• [PASSAGE TO READ]:
Tuesday, Jan 27, 2009 at 16:22
For the life of me I cannot remember what sort of rear suspension Territorys have. If it is coils then some lovells extra heavy duty will help, if indpendent I would talk to a suspension expert.
Cheers Pete
AnswerID: 346177

Reply By: Member - Oldplodder (QLD) - Tuesday, Jan 27, 2009 at 16:28

Tuesday, Jan 27, 2009 at 16:28
From memory, the rear of the ford is the 'blade' suspension similar to the falcon. i.e. independent with coils.
Would look at an upgrade to medium duty variable rate rear coils first.
AnswerID: 346178

Reply By: Tenpounder - Tuesday, Jan 27, 2009 at 16:59

Tuesday, Jan 27, 2009 at 16:59
Hi there. We don't know if your Territory is 2WD or AWD, which makes a big difference in both towing mass and drawbar load. Also, you dont say what model camper you have. If it has a Treg coupling, it may be a Pioneer model, which is about a quarter of a tonne heavier.
If the back is down, then is the front up as well? If so, the experts say you need to take some weight off the back, not pump it up. Otherwise, you can be driving a lethal rig with not enough weight on the front wheels to keep it safe.

• [ENTRIES SUPPLIED]:

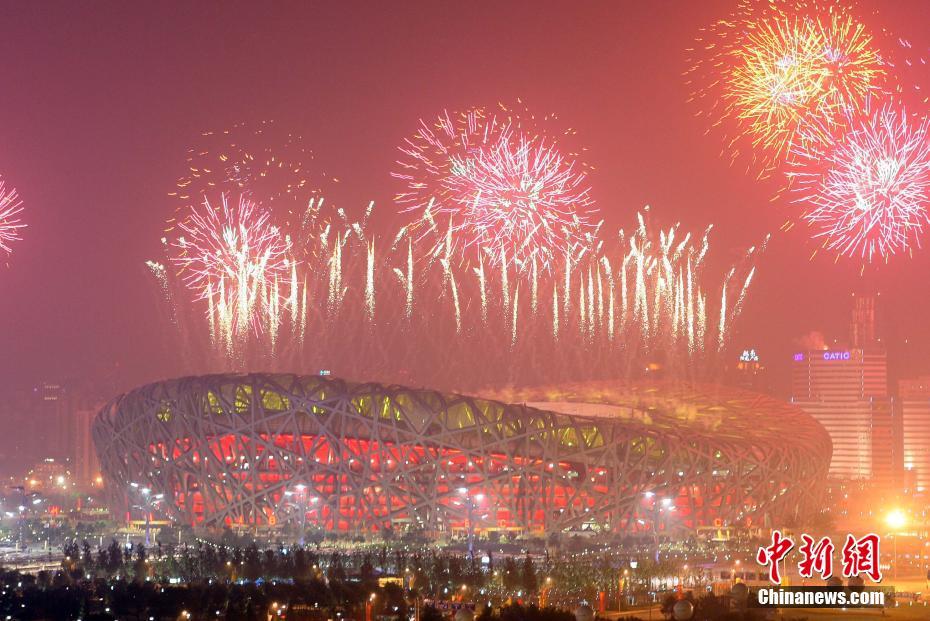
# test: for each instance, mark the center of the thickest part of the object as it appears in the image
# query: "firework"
(371, 307)
(489, 189)
(233, 243)
(10, 224)
(770, 68)
(865, 192)
(271, 166)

• [STATED PROBLEM 1]:
Answer these questions from the suspension thread:
(a) If the rear suspension is coils, which brand of extra heavy duty coils does Pete say will help?
(b) What upgrade would Oldplodder look at first?
(c) According to Tenpounder, how much heavier is the Pioneer model?
• [STATED PROBLEM 2]:
Write out the suspension thread from "Tuesday, Jan 27, 2009 at 16:22" to "a suspension expert.", replacing "suspension expert" with "suspension specialist".

• [SOLUTION 1]:
(a) Lovells
(b) Medium duty variable rate rear coils
(c) About a quarter of a tonne

• [SOLUTION 2]:
Tuesday, Jan 27, 2009 at 16:22
For the life of me I cannot remember what sort of rear suspension Territorys have. If it is coils then some lovells extra heavy duty will help, if indpendent I would talk to a suspension specialist.